**Description of the task**
What is needed is the whole of the data, set down exactly.

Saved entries
▬▬▬▬▬▬
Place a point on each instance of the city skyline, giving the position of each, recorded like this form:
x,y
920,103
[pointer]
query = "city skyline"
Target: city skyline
▬▬▬▬▬▬
**Output**
Place a point on each instance of the city skyline, giving the position of each, recorded like this form:
x,y
920,103
[pointer]
query = "city skyline"
Target: city skyline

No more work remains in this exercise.